(Position identification records)
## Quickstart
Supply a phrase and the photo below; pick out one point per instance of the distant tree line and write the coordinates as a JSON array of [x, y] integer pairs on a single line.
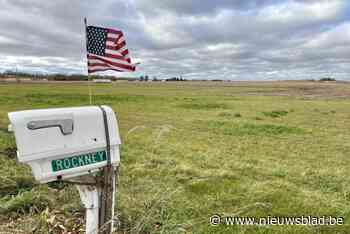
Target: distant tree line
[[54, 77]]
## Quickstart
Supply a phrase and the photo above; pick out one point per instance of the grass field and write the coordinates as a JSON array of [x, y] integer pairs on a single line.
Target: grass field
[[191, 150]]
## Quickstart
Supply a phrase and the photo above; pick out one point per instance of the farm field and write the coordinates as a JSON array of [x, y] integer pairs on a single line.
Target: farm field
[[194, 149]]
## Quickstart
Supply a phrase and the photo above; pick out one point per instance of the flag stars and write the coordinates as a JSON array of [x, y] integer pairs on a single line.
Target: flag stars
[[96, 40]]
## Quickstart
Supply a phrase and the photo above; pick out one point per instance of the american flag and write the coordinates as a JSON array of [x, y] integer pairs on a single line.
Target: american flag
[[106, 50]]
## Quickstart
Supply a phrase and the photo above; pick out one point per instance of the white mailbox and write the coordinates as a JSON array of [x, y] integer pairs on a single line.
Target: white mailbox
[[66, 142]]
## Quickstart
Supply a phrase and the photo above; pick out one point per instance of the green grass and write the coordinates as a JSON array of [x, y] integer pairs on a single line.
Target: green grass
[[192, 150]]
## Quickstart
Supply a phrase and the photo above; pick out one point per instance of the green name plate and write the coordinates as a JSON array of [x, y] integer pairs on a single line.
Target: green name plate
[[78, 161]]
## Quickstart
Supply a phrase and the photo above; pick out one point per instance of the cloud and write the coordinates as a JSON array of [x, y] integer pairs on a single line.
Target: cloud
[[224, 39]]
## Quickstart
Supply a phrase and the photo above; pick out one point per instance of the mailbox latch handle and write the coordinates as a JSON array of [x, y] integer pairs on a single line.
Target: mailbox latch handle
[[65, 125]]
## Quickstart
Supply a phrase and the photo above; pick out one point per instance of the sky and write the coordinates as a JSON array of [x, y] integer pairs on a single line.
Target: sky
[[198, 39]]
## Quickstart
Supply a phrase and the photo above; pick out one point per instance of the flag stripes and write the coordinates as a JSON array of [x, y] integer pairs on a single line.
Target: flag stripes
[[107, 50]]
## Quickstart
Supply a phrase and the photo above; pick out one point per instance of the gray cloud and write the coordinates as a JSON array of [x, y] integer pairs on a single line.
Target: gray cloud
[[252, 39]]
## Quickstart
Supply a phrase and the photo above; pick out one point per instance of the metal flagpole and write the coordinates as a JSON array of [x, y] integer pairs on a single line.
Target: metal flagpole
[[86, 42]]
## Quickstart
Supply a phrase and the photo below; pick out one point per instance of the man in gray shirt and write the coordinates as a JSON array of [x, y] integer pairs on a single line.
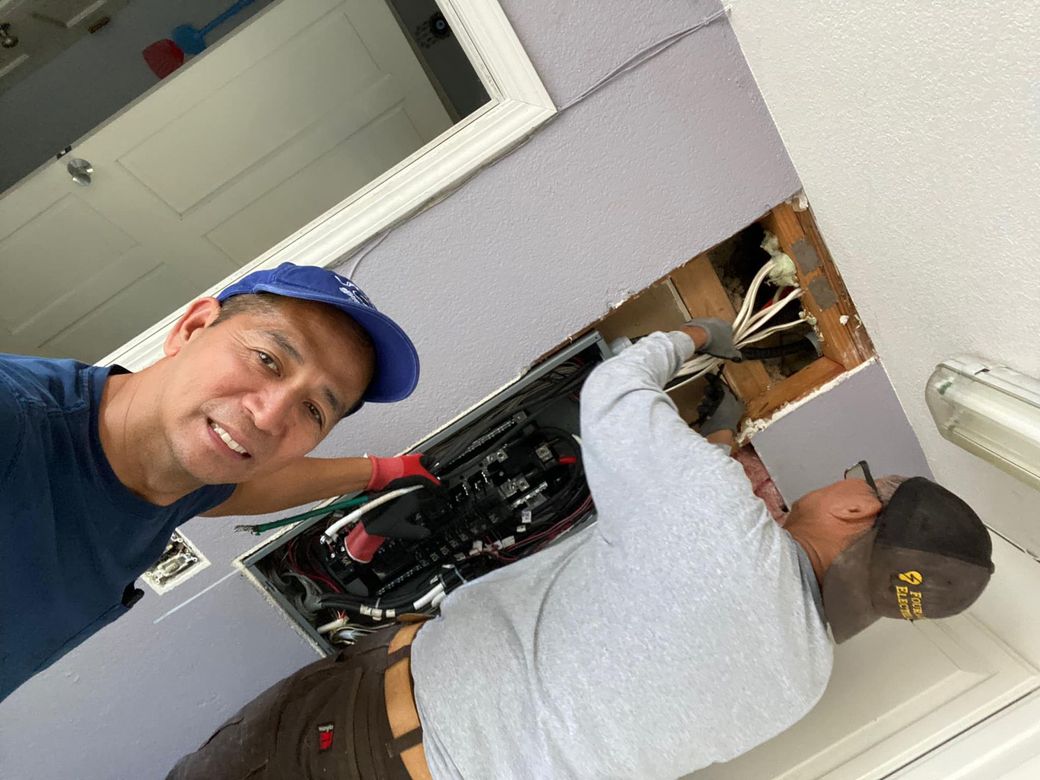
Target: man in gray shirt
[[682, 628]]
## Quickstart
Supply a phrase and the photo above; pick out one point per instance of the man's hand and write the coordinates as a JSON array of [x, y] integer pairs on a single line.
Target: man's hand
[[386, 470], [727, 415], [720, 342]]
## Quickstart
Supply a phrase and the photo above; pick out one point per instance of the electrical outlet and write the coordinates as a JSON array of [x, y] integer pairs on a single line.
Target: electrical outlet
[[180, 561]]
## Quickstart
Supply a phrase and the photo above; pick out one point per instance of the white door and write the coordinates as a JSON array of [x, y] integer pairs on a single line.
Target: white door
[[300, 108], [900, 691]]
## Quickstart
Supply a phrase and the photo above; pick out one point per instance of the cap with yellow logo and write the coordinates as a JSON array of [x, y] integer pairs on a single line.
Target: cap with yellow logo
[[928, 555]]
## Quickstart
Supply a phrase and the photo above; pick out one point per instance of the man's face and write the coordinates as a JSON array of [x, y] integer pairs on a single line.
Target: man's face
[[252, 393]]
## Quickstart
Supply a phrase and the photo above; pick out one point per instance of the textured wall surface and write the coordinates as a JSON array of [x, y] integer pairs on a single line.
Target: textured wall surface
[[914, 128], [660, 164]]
--
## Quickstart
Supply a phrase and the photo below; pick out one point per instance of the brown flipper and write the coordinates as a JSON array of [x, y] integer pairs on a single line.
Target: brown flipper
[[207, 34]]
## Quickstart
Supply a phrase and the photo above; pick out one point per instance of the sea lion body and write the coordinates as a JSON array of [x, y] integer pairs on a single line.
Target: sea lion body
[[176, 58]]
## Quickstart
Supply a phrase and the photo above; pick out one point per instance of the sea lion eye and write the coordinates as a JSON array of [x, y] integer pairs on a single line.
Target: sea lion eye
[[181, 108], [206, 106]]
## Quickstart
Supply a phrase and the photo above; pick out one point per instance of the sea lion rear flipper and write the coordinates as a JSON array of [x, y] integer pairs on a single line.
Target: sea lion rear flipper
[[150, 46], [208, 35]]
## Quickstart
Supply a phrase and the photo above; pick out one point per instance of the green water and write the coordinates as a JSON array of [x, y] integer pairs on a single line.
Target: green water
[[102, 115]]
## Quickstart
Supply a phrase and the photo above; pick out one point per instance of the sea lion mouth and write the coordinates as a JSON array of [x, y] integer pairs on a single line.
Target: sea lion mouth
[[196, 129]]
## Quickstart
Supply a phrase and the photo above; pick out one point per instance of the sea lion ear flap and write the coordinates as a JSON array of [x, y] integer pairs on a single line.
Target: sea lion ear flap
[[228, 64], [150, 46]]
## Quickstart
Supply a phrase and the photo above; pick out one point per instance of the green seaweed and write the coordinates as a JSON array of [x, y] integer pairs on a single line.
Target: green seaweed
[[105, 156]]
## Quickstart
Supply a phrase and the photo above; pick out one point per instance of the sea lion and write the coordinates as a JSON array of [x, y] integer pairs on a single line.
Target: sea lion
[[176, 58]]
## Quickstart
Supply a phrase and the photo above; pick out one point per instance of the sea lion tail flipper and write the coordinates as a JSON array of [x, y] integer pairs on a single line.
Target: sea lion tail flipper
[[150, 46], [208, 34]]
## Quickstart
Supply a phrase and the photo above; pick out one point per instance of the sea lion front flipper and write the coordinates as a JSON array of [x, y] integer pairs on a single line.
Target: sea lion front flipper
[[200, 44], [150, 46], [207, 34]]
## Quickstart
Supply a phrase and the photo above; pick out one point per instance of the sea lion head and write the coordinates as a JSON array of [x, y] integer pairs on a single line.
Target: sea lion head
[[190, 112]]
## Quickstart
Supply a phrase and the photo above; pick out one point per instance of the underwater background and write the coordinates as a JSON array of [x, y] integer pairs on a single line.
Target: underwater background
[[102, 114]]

Problem description
Count the lines of the records above that contain the string "brown", with case counting, and give only that number.

Exercise solution
2